A word-for-word copy of the data is what's wanted; pictures stay out of it.

EXTRACTED DATA Block Start

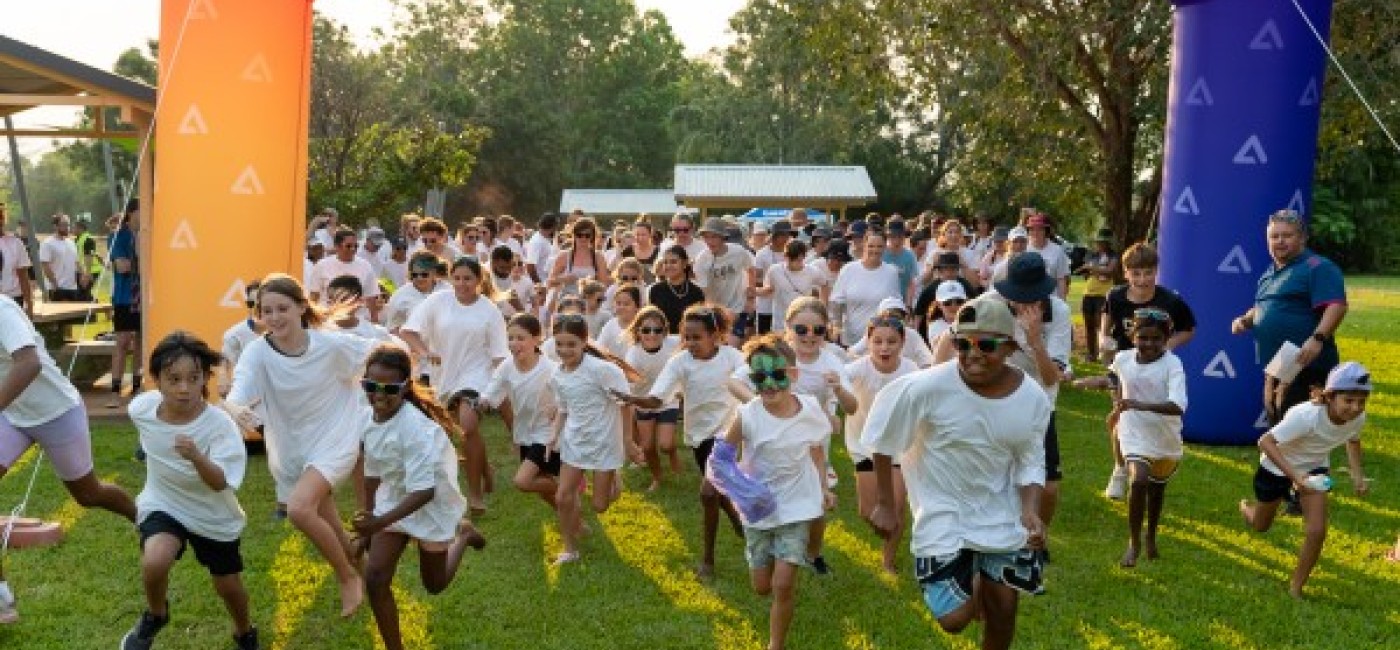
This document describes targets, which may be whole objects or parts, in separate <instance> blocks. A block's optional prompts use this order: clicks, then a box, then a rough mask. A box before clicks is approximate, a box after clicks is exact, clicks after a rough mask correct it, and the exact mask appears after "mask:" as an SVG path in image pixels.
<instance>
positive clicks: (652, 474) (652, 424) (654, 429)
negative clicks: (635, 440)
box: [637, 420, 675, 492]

EXTRACTED DATA Block End

## OUTPUT OF THE EXERCISE
This document describes targets, which may be whole objects or parts, in separate <instance> blocks. A block's optional prompts use this order: clicks, then a box, then a rough mask. A box before clicks is approximate, a box after clicks is exact, clicks after a rough mask correct it, and the exact mask appears after "mask:" as an SVG path in image pixels.
<instance>
positive clicks: (652, 474) (652, 424) (654, 429)
negative clicks: (635, 440)
box: [637, 420, 675, 492]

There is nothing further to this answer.